What you have to do –
Quote the listing below in its entirety.

Entries supplied –
━━━━━━━━━━━━━━━━━━━━━━━━━━━━━━

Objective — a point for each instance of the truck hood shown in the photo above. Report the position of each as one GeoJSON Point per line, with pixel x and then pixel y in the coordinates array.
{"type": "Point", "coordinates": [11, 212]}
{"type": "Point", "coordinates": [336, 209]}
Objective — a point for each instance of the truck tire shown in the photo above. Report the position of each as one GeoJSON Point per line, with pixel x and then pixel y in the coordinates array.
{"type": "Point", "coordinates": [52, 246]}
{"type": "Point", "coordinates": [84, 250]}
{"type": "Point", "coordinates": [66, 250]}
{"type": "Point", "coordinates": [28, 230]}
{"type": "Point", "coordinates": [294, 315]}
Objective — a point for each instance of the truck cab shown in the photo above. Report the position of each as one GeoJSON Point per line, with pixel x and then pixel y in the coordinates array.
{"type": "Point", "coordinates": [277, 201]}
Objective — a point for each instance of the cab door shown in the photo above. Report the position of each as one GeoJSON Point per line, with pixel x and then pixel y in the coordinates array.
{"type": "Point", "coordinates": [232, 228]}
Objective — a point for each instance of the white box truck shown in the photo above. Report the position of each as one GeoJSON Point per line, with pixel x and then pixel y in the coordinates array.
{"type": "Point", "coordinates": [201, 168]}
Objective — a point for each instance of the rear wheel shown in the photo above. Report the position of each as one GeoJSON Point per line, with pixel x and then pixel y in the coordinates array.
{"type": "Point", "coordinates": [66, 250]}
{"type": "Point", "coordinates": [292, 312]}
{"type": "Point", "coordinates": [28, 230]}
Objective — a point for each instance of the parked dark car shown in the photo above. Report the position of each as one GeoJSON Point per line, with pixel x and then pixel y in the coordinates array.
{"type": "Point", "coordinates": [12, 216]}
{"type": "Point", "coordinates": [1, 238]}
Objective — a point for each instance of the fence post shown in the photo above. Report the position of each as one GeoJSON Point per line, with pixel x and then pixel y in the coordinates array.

━━━━━━━━━━━━━━━━━━━━━━━━━━━━━━

Expected output –
Objective — a point for each instance of the truck hood shown in the photo above. Report the position of each as one GeoJSON Point per line, with pixel x and then pixel y in the coordinates array.
{"type": "Point", "coordinates": [11, 212]}
{"type": "Point", "coordinates": [336, 209]}
Objective — a point for each instance of the truck tire shown in the photo above. Report the position of each as one GeoJSON Point per line, with pixel x and then pixel y in the coordinates array.
{"type": "Point", "coordinates": [52, 246]}
{"type": "Point", "coordinates": [84, 250]}
{"type": "Point", "coordinates": [66, 250]}
{"type": "Point", "coordinates": [28, 230]}
{"type": "Point", "coordinates": [294, 315]}
Objective — a point for each instance of the truck cab shown in the photo above. Report the position of each as one GeoJSON Point per line, with pixel x and then pixel y in the coordinates array.
{"type": "Point", "coordinates": [277, 201]}
Objective — a point for each instance of the cab door shown in the photo above. Report the position of each as one GeoJSON Point per line, with pixel x and then pixel y in the coordinates array.
{"type": "Point", "coordinates": [232, 228]}
Objective — a point for each instance of the white box truck shown in the photo above. Report the position of each as one GeoJSON Point per line, with pixel x and then pixel y in the coordinates array.
{"type": "Point", "coordinates": [201, 168]}
Objective — a point for each instance of the rear wheel shown in the photo above. Report the position of each as one GeoJSON Point per line, with pixel x and then pixel y in the coordinates array.
{"type": "Point", "coordinates": [66, 250]}
{"type": "Point", "coordinates": [292, 312]}
{"type": "Point", "coordinates": [28, 230]}
Objective — a point for each instance of the parked dark car shown in the photo above. Report the position of each as one GeoJSON Point per line, with pixel x and then pixel y in the coordinates array.
{"type": "Point", "coordinates": [12, 216]}
{"type": "Point", "coordinates": [1, 238]}
Objective — a point for each instance of the fence post shown in the photo above. Report the position of each as one GeoJSON Point per line, with pixel x and then pixel y in the coordinates array.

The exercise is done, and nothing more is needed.